[Directive]
Please pull out every line of the items below that contains the string "output". Case counts.

[Supplied data]
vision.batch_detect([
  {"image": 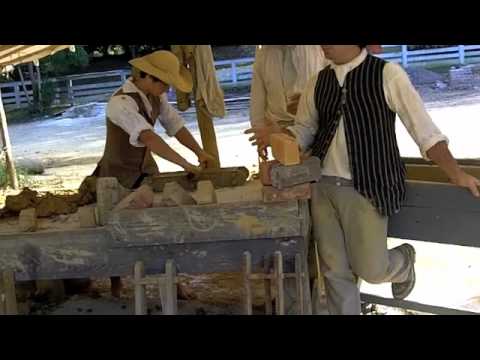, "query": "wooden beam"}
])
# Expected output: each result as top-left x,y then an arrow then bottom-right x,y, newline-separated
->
0,89 -> 19,190
106,202 -> 302,247
361,294 -> 480,315
388,181 -> 480,247
17,65 -> 32,105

[Solution to this problem]
# Expected output: each result as top-left x,y then an arrow then bottom-right x,y, newline-separated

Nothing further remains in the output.